▶ WHAT TO WORK ON: An acceptable response holds only the line containing "hill and put a dot on each instance?" and every line after it to the end of the records, each reproduced exactly.

▬▬▬▬▬▬

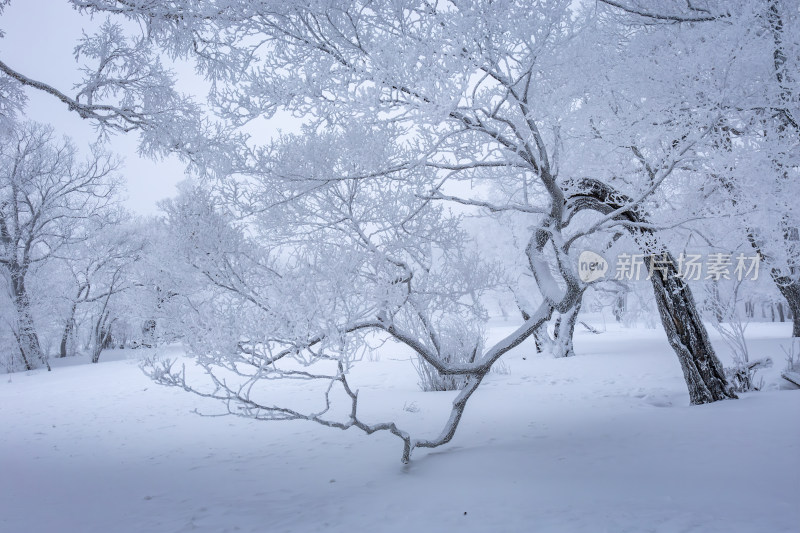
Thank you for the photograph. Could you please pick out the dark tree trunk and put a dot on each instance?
(790, 289)
(686, 333)
(565, 329)
(27, 339)
(68, 328)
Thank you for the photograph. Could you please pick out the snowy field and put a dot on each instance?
(602, 442)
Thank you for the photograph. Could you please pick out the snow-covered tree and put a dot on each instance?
(47, 194)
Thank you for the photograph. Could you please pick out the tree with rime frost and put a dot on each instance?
(311, 242)
(46, 196)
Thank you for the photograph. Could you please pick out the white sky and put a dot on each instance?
(39, 41)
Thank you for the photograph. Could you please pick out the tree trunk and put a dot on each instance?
(565, 329)
(67, 332)
(27, 339)
(686, 333)
(790, 289)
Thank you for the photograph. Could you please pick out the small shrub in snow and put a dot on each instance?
(456, 344)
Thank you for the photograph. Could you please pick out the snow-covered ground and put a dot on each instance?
(602, 442)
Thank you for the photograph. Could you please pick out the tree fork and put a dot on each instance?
(702, 370)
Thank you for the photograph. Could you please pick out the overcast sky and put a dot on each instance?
(40, 38)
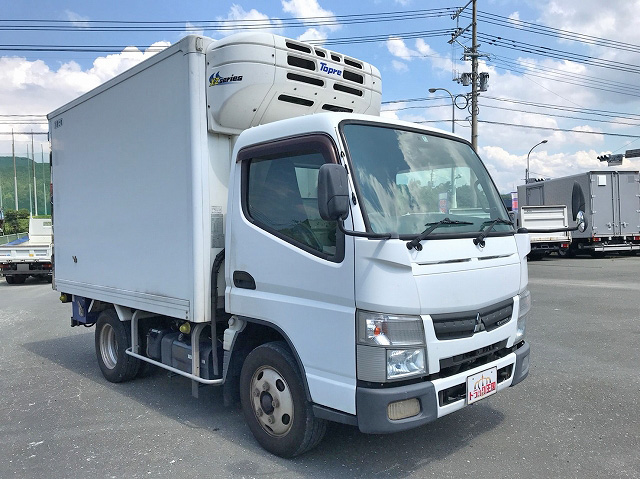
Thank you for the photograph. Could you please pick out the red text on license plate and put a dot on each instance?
(481, 385)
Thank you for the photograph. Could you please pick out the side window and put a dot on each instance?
(281, 196)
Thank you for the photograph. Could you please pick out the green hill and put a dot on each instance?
(24, 169)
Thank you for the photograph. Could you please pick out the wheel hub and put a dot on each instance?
(266, 402)
(272, 401)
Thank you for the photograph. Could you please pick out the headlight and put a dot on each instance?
(389, 346)
(523, 313)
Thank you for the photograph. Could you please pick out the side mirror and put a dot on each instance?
(578, 207)
(333, 192)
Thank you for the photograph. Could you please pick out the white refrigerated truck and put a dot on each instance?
(236, 212)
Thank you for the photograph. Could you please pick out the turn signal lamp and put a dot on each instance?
(403, 409)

▬▬▬▬▬▬

▶ ANSWER FOR THE TASK:
Thank you for the photograph. Could you please pick out the green hill and put a dot on each instance?
(24, 169)
Thank you for the photograph. Could you please pick out the wheel hub and put a dot on each instance?
(266, 402)
(272, 401)
Thank you for the photograph. Could you please pick out the headlight and put a dot on each instance?
(389, 346)
(523, 313)
Thank you for the photograph. Could you please pick out the side mirror and put a dot on each instance?
(578, 207)
(333, 192)
Thank you for the photograph. Could you please pick out the white refrigerated truck and put a dot on each instance?
(236, 212)
Thank you for the photograph. Could you please pick out the turn signal lamp and put a dot on each instance?
(403, 409)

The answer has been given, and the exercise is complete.